▶ [Passage]:

Friday, March 27, 2009

Haven't been on the blog for several days. I have just been very busy trying to do things around the house. Because of my fibromyalgia, there are many days that I can't attend to household tasks. The pain and fatigue hinder my efforts to work around the house on a regular basis. It is worse during the winter. The past few days have been fairly good, so I have been taking advantage of the opportunity to catch up on things at home. I say catch up, but it almost looks impossible to catch up. Things accummulated over the many weeks that we can't do a lot. Those of us with fibromyalgia have to make the best of our good days, as they are few and far between.

▶ [Raw data]:
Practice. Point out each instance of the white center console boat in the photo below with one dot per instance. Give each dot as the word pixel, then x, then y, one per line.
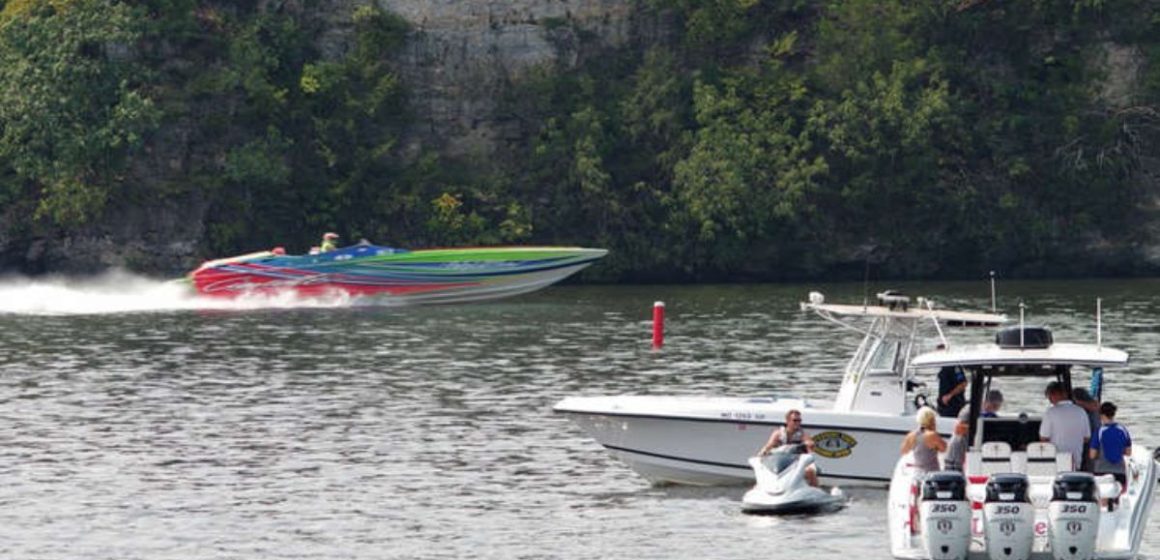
pixel 708 440
pixel 1020 497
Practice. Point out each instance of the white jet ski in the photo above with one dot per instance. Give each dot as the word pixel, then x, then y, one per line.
pixel 782 486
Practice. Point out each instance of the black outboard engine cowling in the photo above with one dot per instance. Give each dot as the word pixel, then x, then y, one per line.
pixel 948 486
pixel 1074 487
pixel 945 516
pixel 1008 517
pixel 1007 487
pixel 1073 516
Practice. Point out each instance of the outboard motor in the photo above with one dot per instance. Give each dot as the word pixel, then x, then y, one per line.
pixel 1073 516
pixel 1008 517
pixel 945 516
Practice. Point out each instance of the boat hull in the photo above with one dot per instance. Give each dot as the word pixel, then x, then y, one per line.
pixel 396 276
pixel 708 441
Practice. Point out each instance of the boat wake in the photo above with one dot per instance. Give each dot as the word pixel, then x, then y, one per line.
pixel 124 292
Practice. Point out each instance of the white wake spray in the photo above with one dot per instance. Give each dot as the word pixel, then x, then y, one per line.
pixel 123 292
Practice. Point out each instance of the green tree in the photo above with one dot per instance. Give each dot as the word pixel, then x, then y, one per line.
pixel 72 102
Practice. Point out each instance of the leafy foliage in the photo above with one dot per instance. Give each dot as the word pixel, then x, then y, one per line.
pixel 749 139
pixel 71 103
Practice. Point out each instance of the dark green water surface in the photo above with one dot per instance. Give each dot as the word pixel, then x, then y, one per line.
pixel 140 427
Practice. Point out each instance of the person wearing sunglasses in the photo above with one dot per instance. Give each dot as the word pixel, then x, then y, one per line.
pixel 790 434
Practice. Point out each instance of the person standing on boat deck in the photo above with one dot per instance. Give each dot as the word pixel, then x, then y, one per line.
pixel 1064 423
pixel 956 450
pixel 1082 399
pixel 1109 446
pixel 951 391
pixel 925 441
pixel 991 404
pixel 330 242
pixel 789 434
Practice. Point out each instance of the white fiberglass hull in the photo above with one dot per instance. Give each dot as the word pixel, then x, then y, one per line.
pixel 708 441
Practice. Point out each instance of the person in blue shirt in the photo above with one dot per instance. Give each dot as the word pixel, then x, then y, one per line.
pixel 1110 445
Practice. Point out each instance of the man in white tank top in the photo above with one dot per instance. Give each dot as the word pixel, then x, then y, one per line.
pixel 1065 424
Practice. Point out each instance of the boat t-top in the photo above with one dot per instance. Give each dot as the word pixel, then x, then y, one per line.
pixel 1020 497
pixel 709 440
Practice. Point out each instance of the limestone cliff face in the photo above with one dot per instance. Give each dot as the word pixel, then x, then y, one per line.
pixel 464 53
pixel 459 59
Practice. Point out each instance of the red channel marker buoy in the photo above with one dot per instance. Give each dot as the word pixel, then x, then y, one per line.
pixel 658 325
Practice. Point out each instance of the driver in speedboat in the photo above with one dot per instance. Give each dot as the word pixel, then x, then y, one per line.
pixel 790 434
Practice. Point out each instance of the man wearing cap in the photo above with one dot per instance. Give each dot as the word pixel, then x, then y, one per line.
pixel 1084 399
pixel 330 242
pixel 991 404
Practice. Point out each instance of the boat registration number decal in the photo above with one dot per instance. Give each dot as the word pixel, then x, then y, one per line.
pixel 834 444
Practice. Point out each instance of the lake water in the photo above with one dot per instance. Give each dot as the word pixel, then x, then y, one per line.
pixel 136 423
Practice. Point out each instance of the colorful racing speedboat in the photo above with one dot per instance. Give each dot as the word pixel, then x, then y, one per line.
pixel 398 276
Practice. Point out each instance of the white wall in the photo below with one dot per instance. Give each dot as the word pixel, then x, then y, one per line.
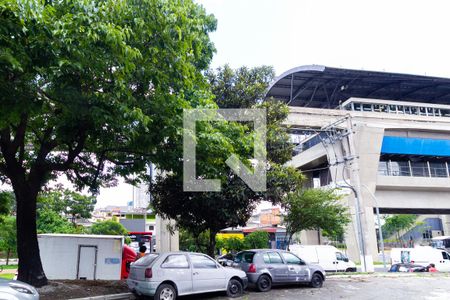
pixel 59 255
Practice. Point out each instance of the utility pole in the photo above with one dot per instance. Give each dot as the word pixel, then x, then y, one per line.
pixel 356 188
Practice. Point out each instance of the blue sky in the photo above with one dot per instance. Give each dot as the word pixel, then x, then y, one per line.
pixel 394 36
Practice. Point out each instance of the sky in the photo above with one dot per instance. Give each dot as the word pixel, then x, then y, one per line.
pixel 393 36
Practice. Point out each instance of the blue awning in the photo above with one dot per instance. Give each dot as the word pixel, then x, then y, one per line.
pixel 415 146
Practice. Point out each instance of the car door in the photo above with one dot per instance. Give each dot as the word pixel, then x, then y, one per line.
pixel 297 269
pixel 207 274
pixel 276 266
pixel 444 262
pixel 176 268
pixel 341 262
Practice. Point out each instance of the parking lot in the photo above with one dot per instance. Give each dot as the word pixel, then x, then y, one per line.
pixel 423 286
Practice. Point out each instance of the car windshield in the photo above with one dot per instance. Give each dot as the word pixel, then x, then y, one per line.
pixel 246 257
pixel 146 260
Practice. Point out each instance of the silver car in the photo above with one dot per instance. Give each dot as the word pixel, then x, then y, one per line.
pixel 265 267
pixel 17 290
pixel 168 275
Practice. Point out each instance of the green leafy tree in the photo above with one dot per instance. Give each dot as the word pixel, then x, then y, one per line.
pixel 50 221
pixel 395 224
pixel 257 240
pixel 189 242
pixel 95 90
pixel 199 212
pixel 8 237
pixel 232 244
pixel 239 88
pixel 109 227
pixel 6 203
pixel 68 203
pixel 311 209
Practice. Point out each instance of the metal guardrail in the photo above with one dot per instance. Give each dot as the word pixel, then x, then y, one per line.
pixel 123 296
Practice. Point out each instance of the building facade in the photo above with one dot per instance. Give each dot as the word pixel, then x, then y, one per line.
pixel 383 139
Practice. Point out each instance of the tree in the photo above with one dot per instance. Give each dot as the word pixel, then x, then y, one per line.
pixel 395 224
pixel 239 88
pixel 6 203
pixel 50 221
pixel 257 240
pixel 232 244
pixel 8 237
pixel 314 209
pixel 109 227
pixel 94 90
pixel 199 212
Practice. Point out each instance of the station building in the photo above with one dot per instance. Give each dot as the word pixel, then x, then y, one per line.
pixel 382 138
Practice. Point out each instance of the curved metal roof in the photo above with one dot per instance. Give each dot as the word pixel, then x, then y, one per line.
pixel 324 87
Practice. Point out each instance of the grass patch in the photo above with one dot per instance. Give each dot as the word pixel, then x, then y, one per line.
pixel 7 276
pixel 347 273
pixel 10 267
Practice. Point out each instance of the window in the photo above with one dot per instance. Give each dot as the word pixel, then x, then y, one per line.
pixel 246 257
pixel 383 168
pixel 292 259
pixel 274 258
pixel 419 169
pixel 438 169
pixel 399 168
pixel 367 107
pixel 202 262
pixel 340 256
pixel 175 261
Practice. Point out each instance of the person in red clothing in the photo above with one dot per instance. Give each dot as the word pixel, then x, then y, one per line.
pixel 432 268
pixel 142 250
pixel 128 256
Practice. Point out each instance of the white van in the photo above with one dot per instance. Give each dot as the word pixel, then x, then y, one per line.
pixel 328 257
pixel 422 256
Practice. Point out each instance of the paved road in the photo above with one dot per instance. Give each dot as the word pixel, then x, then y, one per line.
pixel 412 287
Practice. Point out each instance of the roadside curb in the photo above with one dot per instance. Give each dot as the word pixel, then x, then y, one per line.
pixel 389 275
pixel 124 296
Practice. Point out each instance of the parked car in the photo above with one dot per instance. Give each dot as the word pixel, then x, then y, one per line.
pixel 265 267
pixel 328 257
pixel 422 256
pixel 226 260
pixel 17 290
pixel 407 268
pixel 169 275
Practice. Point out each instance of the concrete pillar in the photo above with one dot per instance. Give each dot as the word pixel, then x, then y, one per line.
pixel 165 240
pixel 445 224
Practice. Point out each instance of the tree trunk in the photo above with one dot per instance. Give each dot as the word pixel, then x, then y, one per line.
pixel 30 266
pixel 212 244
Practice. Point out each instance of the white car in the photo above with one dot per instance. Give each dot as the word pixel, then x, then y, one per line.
pixel 17 290
pixel 169 275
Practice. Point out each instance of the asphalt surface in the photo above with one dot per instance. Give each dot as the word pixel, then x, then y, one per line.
pixel 420 286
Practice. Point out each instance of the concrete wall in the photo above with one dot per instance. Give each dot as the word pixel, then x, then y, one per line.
pixel 59 255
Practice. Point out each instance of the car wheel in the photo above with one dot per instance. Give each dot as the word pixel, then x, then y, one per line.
pixel 316 281
pixel 264 283
pixel 235 288
pixel 165 292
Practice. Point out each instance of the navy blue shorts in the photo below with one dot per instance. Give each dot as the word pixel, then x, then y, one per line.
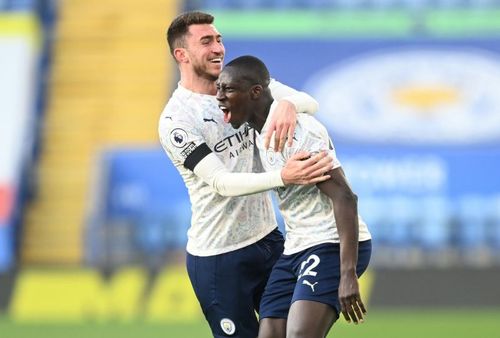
pixel 312 274
pixel 229 286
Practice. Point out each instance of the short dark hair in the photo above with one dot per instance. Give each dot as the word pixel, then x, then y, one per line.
pixel 180 25
pixel 251 69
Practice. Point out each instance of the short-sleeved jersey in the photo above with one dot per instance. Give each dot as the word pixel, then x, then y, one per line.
pixel 308 213
pixel 191 126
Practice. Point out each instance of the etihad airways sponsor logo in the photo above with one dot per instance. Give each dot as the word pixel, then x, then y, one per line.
pixel 235 143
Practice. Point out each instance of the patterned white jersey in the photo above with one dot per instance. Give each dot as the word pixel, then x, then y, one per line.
pixel 308 213
pixel 192 125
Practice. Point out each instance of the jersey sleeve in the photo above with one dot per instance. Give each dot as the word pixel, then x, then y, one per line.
pixel 303 102
pixel 311 136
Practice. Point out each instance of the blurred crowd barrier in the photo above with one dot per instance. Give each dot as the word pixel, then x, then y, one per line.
pixel 24 58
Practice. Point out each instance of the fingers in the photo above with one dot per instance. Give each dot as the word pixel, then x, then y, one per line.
pixel 267 138
pixel 301 155
pixel 353 310
pixel 280 139
pixel 291 132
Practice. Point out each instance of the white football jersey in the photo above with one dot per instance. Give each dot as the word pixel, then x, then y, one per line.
pixel 190 126
pixel 308 213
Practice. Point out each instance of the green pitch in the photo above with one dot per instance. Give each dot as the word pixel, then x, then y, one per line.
pixel 379 324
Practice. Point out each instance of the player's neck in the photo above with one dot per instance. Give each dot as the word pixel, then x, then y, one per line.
pixel 198 84
pixel 260 116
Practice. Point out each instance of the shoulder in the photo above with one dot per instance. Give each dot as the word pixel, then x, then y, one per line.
pixel 309 125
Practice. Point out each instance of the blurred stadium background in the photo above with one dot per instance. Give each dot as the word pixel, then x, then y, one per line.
pixel 93 216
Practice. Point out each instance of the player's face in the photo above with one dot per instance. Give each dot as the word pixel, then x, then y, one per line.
pixel 205 51
pixel 234 99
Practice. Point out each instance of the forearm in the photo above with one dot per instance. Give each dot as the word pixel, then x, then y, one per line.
pixel 346 218
pixel 345 208
pixel 226 183
pixel 303 102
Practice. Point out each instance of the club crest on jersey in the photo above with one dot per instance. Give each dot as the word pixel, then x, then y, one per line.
pixel 227 325
pixel 178 137
pixel 271 157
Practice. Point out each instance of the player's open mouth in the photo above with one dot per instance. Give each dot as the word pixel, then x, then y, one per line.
pixel 216 60
pixel 227 113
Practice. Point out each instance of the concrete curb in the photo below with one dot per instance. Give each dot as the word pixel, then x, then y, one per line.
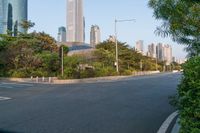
pixel 176 127
pixel 74 81
pixel 167 122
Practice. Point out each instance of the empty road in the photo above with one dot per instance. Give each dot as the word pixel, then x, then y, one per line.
pixel 132 105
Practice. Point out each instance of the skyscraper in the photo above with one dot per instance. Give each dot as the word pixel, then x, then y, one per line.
pixel 167 54
pixel 1 16
pixel 160 52
pixel 61 34
pixel 152 50
pixel 75 21
pixel 13 13
pixel 139 46
pixel 95 36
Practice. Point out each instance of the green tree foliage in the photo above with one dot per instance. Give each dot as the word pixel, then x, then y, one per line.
pixel 129 59
pixel 27 25
pixel 180 21
pixel 189 97
pixel 34 54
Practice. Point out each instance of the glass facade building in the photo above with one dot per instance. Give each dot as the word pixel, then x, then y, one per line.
pixel 1 16
pixel 61 34
pixel 13 13
pixel 75 21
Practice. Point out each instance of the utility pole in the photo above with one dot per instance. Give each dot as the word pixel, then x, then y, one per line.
pixel 116 42
pixel 62 64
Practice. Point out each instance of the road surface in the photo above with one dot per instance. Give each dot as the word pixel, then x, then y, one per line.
pixel 132 105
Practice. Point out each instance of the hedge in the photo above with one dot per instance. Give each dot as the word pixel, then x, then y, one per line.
pixel 189 97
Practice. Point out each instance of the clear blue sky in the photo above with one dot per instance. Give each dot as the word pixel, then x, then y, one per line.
pixel 51 14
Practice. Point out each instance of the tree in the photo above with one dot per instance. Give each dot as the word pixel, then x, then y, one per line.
pixel 27 25
pixel 180 21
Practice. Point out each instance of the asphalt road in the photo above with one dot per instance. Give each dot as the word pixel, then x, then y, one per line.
pixel 132 105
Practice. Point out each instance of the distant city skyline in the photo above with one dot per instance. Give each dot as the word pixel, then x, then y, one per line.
pixel 62 34
pixel 12 14
pixel 103 14
pixel 75 26
pixel 95 35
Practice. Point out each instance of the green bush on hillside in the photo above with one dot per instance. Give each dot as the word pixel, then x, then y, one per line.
pixel 189 97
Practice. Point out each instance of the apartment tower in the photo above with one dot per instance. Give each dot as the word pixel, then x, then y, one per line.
pixel 75 21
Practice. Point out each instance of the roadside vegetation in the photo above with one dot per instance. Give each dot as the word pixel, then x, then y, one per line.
pixel 181 21
pixel 37 54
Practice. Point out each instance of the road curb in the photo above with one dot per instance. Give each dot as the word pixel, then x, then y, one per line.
pixel 176 127
pixel 167 122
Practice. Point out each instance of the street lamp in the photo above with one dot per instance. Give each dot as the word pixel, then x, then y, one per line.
pixel 116 43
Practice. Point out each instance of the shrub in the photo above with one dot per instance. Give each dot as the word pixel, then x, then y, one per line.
pixel 189 97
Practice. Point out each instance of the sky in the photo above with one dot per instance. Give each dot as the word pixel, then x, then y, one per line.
pixel 48 15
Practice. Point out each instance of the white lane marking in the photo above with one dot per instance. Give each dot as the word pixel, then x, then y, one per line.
pixel 167 122
pixel 19 84
pixel 4 98
pixel 3 86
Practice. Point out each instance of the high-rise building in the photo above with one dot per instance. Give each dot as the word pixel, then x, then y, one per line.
pixel 167 54
pixel 75 21
pixel 13 13
pixel 164 53
pixel 152 50
pixel 95 35
pixel 160 52
pixel 1 16
pixel 61 34
pixel 139 46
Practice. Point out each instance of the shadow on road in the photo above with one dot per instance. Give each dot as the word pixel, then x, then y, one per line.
pixel 6 131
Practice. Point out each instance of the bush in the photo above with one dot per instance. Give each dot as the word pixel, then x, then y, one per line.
pixel 189 97
pixel 126 72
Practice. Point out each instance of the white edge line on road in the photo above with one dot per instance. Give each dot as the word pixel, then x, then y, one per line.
pixel 167 122
pixel 3 86
pixel 3 83
pixel 4 98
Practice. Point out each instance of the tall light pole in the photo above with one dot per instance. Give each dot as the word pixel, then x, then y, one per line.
pixel 62 61
pixel 116 43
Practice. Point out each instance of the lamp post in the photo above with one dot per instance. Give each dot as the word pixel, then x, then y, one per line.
pixel 116 43
pixel 62 61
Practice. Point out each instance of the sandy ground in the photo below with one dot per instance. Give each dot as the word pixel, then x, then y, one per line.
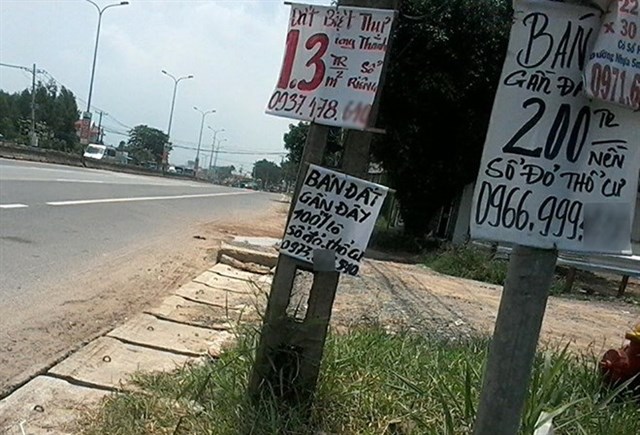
pixel 393 293
pixel 90 304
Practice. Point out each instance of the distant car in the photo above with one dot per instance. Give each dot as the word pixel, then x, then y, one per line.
pixel 100 152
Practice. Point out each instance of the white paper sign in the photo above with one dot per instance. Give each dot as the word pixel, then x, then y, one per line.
pixel 557 170
pixel 332 63
pixel 336 212
pixel 613 71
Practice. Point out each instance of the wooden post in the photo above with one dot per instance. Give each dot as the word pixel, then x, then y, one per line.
pixel 514 342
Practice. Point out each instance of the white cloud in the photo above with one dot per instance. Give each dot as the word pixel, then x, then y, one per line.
pixel 233 48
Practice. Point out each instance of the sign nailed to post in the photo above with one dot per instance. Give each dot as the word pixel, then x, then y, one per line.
pixel 613 71
pixel 332 64
pixel 333 212
pixel 558 171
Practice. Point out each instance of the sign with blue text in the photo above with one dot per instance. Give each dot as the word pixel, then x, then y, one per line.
pixel 558 170
pixel 334 212
pixel 613 71
pixel 332 64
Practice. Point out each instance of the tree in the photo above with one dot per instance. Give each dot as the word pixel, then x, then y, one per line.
pixel 295 138
pixel 146 144
pixel 267 172
pixel 56 113
pixel 443 73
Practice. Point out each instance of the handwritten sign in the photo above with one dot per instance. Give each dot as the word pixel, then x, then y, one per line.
pixel 557 170
pixel 613 71
pixel 332 64
pixel 334 212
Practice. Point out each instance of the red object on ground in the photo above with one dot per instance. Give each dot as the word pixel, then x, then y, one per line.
pixel 620 365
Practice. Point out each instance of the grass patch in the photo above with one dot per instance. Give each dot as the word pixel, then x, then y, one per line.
pixel 372 382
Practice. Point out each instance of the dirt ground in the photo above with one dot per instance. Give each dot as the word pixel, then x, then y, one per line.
pixel 94 303
pixel 412 296
pixel 393 293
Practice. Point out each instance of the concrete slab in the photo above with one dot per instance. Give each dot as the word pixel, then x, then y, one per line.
pixel 219 297
pixel 231 272
pixel 231 284
pixel 109 362
pixel 46 405
pixel 179 309
pixel 266 257
pixel 262 242
pixel 147 330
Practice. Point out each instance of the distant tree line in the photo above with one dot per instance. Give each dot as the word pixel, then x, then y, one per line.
pixel 443 72
pixel 56 112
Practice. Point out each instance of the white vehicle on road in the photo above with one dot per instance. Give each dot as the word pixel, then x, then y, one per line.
pixel 104 153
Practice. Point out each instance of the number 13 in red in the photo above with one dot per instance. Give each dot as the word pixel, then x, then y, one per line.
pixel 319 40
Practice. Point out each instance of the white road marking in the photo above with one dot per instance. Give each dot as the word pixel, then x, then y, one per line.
pixel 8 206
pixel 143 198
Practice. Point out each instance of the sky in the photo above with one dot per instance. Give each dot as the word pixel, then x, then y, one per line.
pixel 233 48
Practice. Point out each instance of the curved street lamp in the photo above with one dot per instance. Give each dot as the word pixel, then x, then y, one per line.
pixel 204 114
pixel 213 144
pixel 173 99
pixel 215 162
pixel 95 50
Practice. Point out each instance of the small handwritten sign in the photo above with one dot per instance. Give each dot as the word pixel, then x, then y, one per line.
pixel 334 212
pixel 613 71
pixel 332 64
pixel 557 170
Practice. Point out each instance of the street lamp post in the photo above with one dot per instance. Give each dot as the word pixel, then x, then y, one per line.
pixel 95 50
pixel 215 162
pixel 213 143
pixel 165 156
pixel 204 114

▶ [Try it]: In the blog post about fibromyalgia, why has the writer spent the past few days working around the house? Answer in one to three sentences.

▶ [Solution below]: Fibromyalgia pain and fatigue keep the writer from doing household tasks on many days, especially in winter. The past few days have been fairly good, so the writer has been using them to catch up on things that piled up over many weeks. People with fibromyalgia have to make the best of good days because those days are rare.